**WHAT IS NEEDED**.
Give back every record precisely.

**SUPPLIED MATERIAL**.
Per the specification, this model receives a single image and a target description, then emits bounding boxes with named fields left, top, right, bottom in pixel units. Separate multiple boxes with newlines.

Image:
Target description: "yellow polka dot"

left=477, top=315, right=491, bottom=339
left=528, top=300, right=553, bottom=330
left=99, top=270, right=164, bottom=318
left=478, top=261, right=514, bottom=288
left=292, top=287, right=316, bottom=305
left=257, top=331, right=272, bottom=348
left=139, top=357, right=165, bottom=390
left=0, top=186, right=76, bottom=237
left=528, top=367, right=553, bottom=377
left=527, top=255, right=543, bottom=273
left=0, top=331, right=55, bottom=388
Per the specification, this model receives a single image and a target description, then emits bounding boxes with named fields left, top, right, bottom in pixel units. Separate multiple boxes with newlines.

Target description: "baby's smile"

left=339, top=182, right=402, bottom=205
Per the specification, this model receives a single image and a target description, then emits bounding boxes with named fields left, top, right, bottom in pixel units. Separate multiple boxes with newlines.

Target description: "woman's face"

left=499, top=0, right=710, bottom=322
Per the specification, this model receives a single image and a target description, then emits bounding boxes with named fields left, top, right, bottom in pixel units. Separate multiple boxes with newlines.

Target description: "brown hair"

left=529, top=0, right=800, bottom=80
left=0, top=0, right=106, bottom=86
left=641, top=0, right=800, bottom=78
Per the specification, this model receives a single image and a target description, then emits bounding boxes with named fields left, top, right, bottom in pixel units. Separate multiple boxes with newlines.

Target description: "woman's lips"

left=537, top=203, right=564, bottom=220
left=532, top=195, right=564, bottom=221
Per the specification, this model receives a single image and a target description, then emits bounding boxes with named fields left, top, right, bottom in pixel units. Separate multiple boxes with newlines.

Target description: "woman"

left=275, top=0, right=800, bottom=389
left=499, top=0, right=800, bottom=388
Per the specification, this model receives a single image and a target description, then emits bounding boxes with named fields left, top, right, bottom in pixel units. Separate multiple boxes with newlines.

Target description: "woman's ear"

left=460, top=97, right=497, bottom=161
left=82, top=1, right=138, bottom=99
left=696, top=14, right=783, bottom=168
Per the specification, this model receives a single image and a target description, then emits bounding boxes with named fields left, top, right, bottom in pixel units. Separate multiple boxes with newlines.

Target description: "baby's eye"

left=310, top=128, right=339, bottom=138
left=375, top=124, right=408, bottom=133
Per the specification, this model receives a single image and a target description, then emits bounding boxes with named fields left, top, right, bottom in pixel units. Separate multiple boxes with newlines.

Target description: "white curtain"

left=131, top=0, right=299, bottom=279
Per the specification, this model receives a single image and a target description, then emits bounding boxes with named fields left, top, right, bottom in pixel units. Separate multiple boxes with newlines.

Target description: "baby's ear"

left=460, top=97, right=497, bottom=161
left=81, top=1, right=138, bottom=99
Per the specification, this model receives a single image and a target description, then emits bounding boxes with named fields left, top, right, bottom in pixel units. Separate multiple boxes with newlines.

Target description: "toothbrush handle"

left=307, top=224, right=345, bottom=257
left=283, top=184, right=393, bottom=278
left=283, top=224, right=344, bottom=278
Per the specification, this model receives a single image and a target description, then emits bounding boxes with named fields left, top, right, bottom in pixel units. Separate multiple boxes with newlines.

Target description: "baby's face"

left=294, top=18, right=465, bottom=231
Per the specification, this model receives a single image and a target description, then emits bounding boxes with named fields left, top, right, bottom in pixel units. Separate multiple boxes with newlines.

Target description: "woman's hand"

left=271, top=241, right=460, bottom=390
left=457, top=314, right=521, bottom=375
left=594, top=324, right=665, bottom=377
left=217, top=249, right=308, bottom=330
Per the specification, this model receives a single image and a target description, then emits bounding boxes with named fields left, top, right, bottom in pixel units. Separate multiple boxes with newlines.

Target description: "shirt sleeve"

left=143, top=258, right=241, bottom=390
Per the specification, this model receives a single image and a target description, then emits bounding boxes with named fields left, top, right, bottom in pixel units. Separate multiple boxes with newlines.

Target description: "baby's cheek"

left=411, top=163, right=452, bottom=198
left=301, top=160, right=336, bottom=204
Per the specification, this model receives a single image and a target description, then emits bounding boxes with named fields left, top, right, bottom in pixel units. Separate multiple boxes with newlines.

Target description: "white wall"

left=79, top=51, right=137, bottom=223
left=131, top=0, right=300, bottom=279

**SOLUTION TO THIS PROBLEM**.
Per the specification, this model receives a single image and a target description, then emits bounding boxes with named fields left, top, right, bottom in pixel units. Separate multiple boxes with newlines.

Image:
Target description: "yellow polka dot"

left=477, top=315, right=491, bottom=339
left=528, top=300, right=553, bottom=330
left=99, top=270, right=164, bottom=318
left=478, top=261, right=514, bottom=288
left=292, top=287, right=316, bottom=305
left=257, top=331, right=272, bottom=348
left=139, top=357, right=165, bottom=390
left=0, top=186, right=76, bottom=237
left=528, top=367, right=553, bottom=377
left=527, top=255, right=543, bottom=273
left=0, top=331, right=55, bottom=388
Per the specification, this model receives a single image and a target description, then emits bounding boxes with named fields left, top, right, bottom in pixel units. Separate multiple boxes with newlines.

Target description: "baby's smile"

left=339, top=182, right=402, bottom=205
Per the specification, this model receives a single image and a target description, then emits bounding boxes with named fields left, top, right, bottom in pixel units. Separate multiple boxes with newlines.

Target description: "woman's face"

left=499, top=0, right=710, bottom=322
Per the specification, this model receives a single image and a target description, then emits bounding boxes with named fields left, top, right, bottom in pixel units. Separate multiple boxes with newlines.

Target description: "brown hair"

left=529, top=0, right=800, bottom=80
left=0, top=0, right=106, bottom=86
left=641, top=0, right=800, bottom=78
Per the specification, this model receives a single image and a target description, then emits bounding boxes with named fields left, top, right, bottom in pixel units. Separate multiple boxes with newlines.

Target description: "woman's lips"

left=537, top=203, right=564, bottom=220
left=532, top=195, right=564, bottom=221
Per the specification, this model receives a single image and a target description, then emits bounding boxes with named fields left, top, right, bottom in pixel units. Separate multiple boxes with newlines.

Target description: "woman"

left=275, top=0, right=800, bottom=389
left=499, top=0, right=800, bottom=388
Per the specification, this model receives a single image and a target description, then emits bounding boxes with named fields left, top, right, bottom in pixel units. Separate multiple boxes with newlines.

Target description: "woman's ear"

left=460, top=97, right=497, bottom=161
left=82, top=1, right=138, bottom=99
left=696, top=14, right=783, bottom=168
Per the specification, this model receives a single image and a target description, then emits bounding boxes with named fields left, top, right, bottom in pixel units. Separate multiple boxes with newlines.

Target description: "baby's eye"

left=310, top=128, right=339, bottom=138
left=375, top=124, right=408, bottom=133
Per the specification, this model receives a single image and a target description, then emits bounding boxes with named fields left, top, right, bottom in pixel units. Separate multiple boxes with newlines.

Target description: "white curtain"

left=131, top=0, right=299, bottom=279
Per the specification, this model receives a single image and a target description, then emits bounding boxes with named fields left, top, right, bottom in pixel units. Separate multiple boxes with newlines.

Target description: "baby's ear"

left=460, top=97, right=497, bottom=161
left=81, top=1, right=138, bottom=99
Per the specification, this model receives a single image and a target description, then emits bounding boxes with named fields left, top, right, bottom in pixel units. Separate multiple boxes with newlines.

Target description: "toothbrush handle"

left=307, top=224, right=345, bottom=257
left=283, top=184, right=393, bottom=278
left=283, top=224, right=344, bottom=278
Per the specification, this model receives a single image and a target description, then emits bounding boxes with named fields left, top, right, bottom in pixel units. Separate multiple boxes with newlines.

Target description: "baby's face"

left=294, top=18, right=465, bottom=231
Per the specification, this model receives a single image and a target description, then emits bounding boxes with named fields left, top, right, bottom in pixel units. Separate multiple boxes with newlines.

Target description: "woman's hand"

left=271, top=241, right=460, bottom=390
left=457, top=314, right=521, bottom=375
left=594, top=324, right=665, bottom=377
left=217, top=249, right=308, bottom=330
Per the specification, this model receives a single image and a target description, then emits bounding boxes with named fields left, top, right, bottom in pixel units. Separate multiple boxes with newlines.

Target description: "shirt sleeve"

left=143, top=258, right=241, bottom=390
Per the specification, this model receives a single image and a target description, then emits bounding boxes with named fields left, top, right, bottom in pixel units. Separate multiple boxes with newlines.

Target description: "baby's cheek"

left=411, top=163, right=452, bottom=198
left=301, top=160, right=336, bottom=204
Per the specification, this model receives a single image and a target description, then emits bounding boxes with named fields left, top, right, bottom in pixel units. Separate multiple boxes with newlines.

Target description: "white wall"

left=79, top=51, right=137, bottom=223
left=131, top=0, right=300, bottom=279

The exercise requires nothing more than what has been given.